Data section:
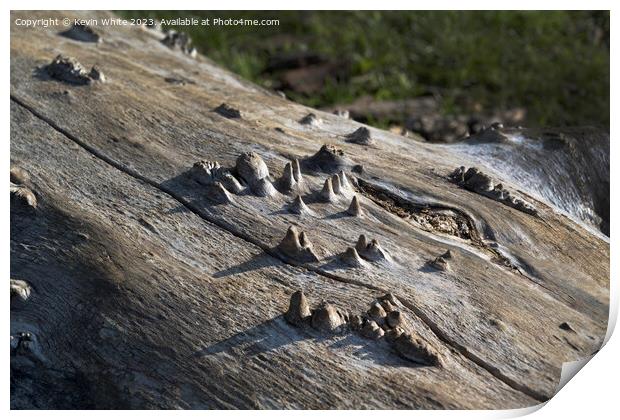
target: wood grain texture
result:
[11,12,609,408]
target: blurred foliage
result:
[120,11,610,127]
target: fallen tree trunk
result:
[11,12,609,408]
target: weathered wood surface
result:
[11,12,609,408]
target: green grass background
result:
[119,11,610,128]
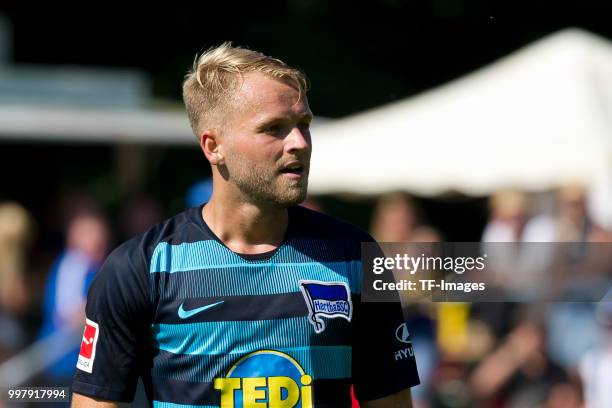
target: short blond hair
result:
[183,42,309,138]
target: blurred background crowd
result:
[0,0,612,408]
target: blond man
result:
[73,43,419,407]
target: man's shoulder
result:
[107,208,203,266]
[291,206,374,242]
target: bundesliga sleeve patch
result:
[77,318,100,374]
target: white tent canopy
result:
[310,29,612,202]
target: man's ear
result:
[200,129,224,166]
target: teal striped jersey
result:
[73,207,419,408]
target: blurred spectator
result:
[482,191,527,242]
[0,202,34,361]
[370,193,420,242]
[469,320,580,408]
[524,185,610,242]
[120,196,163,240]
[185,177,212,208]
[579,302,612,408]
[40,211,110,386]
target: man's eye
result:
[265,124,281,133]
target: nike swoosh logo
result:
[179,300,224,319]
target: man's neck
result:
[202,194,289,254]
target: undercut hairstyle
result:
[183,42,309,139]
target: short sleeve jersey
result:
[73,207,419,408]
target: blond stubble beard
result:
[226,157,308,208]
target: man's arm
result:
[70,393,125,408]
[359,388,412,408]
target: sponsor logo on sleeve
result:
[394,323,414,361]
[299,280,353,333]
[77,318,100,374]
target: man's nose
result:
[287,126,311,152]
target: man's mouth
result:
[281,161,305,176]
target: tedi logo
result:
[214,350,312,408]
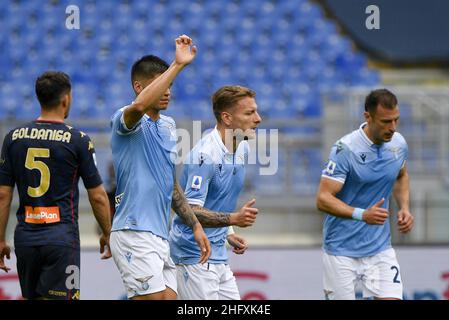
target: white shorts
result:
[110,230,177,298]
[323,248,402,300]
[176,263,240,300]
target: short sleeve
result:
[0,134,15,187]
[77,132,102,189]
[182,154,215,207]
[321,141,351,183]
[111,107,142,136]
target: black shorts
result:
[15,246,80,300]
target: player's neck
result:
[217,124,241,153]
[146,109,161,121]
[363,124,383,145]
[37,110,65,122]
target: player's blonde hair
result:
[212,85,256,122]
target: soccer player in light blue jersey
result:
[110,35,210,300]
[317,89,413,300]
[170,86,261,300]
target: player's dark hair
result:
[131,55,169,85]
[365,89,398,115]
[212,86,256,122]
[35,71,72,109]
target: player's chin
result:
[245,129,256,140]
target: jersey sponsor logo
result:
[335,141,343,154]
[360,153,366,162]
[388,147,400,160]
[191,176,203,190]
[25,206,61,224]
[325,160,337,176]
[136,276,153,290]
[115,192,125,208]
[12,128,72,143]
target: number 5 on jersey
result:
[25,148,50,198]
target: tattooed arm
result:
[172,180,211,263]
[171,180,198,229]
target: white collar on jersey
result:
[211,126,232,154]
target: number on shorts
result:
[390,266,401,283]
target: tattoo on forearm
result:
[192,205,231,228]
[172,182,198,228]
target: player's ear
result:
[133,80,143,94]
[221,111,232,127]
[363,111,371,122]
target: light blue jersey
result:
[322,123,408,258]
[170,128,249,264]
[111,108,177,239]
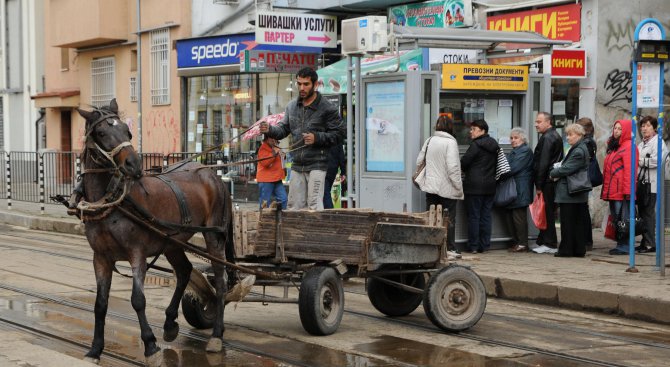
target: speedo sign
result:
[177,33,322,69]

Work required:
Repeat all the data as it stands, dropping any images it holds.

Written answer:
target: wood grain texture
result:
[11,12,609,408]
target: blurred foliage
result:
[120,11,610,127]
target: fallen tree trunk
result:
[11,12,609,408]
target: weathered wood surface
result:
[11,12,609,408]
target: green grass background
result:
[119,11,610,128]
target: short blond hair
result:
[183,42,309,138]
target: blurred background crowd
result:
[0,0,612,408]
target: blond man
result:
[73,43,419,407]
target: man's shoulder
result:
[107,208,203,266]
[291,206,374,242]
target: bundesliga sleeve patch
result:
[77,318,100,374]
target: white tent canopy
result:
[310,29,612,202]
target: man's ear
result:
[200,129,224,166]
target: teal striped jersey
result:
[73,207,419,408]
target: blurred spectator
result:
[482,191,527,242]
[0,202,34,361]
[370,193,420,242]
[469,320,580,408]
[524,185,610,242]
[120,196,163,240]
[185,177,212,208]
[579,302,612,408]
[40,211,110,386]
target: man's eye
result:
[265,124,281,133]
target: nike swoosh logo
result:
[179,300,224,319]
target: man's neck
result:
[202,194,289,254]
target: undercut hairstyle
result:
[183,42,309,139]
target: short sleeve jersey
result:
[73,207,419,408]
target: blond stubble beard
result:
[226,157,308,208]
target: man's arm
result:
[70,393,125,408]
[359,388,412,408]
target: sponsor logo on sleeve
result:
[394,323,414,361]
[299,280,353,333]
[77,318,100,374]
target: man's nose
result:
[287,126,311,152]
target: man's mouth
result:
[281,161,305,176]
target: tedi logo
result:
[214,350,312,408]
target: white shorts
result:
[110,230,177,298]
[323,248,402,300]
[176,263,240,300]
target: short sleeve
result:
[0,134,15,187]
[77,132,102,189]
[182,154,215,207]
[321,141,351,183]
[111,107,142,136]
target: black shorts
result:
[15,246,80,300]
target: player's neck
result:
[217,124,241,153]
[146,109,161,121]
[363,124,383,145]
[37,110,65,122]
target: player's blonde hair
result:
[212,85,256,122]
target: soccer player in light blue jersey
result:
[110,35,210,300]
[317,89,413,300]
[170,86,261,300]
target: player's dark hair
result:
[131,55,169,85]
[365,89,398,115]
[212,86,256,122]
[35,71,72,109]
target: player's chin
result:
[245,129,256,140]
target: jersey sponsor logo
result:
[335,141,343,154]
[360,153,366,162]
[388,147,400,160]
[191,176,203,190]
[25,206,61,224]
[325,160,337,176]
[136,276,153,290]
[115,192,125,208]
[12,128,72,143]
target: number 5 on jersey
result:
[25,148,50,198]
target: tattooed arm
result:
[172,180,211,263]
[171,180,198,229]
target: white collar on jersey
result:
[211,126,232,154]
target: number on shorts
result:
[390,266,401,283]
target: tattoo on forearm
result:
[192,205,231,228]
[172,182,198,228]
target: player's ear
result:
[133,80,143,94]
[221,111,232,127]
[363,111,371,122]
target: light blue jersey
result:
[322,123,408,258]
[170,128,249,264]
[111,108,177,239]
target: speedo sign
result:
[177,33,322,69]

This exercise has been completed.